> Work item
Report back each line of the data that contains the word "boat".

━━━━━━━━━━

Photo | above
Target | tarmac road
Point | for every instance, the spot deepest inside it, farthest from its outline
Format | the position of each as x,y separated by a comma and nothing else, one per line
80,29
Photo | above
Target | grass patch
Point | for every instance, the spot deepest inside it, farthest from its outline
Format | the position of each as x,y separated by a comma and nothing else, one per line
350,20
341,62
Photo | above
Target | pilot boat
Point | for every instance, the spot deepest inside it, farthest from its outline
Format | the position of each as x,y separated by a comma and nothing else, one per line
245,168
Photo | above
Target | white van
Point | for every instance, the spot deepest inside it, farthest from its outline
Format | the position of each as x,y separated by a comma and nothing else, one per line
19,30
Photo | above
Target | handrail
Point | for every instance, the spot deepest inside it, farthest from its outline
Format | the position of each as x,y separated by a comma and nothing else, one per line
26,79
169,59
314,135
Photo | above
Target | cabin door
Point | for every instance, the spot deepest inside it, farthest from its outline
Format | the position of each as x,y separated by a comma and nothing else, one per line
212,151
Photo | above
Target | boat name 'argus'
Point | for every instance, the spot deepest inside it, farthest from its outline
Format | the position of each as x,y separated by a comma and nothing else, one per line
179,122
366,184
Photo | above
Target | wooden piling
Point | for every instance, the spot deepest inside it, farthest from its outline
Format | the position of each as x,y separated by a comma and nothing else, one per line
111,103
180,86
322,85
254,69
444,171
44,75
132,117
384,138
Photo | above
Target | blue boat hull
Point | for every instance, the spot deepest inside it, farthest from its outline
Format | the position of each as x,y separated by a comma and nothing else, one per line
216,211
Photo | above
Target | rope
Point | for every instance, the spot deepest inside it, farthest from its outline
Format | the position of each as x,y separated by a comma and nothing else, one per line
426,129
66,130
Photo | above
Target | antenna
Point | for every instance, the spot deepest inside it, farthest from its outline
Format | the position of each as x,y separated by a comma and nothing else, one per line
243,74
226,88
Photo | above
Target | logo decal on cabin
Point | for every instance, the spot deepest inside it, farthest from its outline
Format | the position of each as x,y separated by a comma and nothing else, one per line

━━━━━━━━━━

> Solution to the exercise
Target | pilot boat
Target | boat name 'argus'
Target | blue boat hull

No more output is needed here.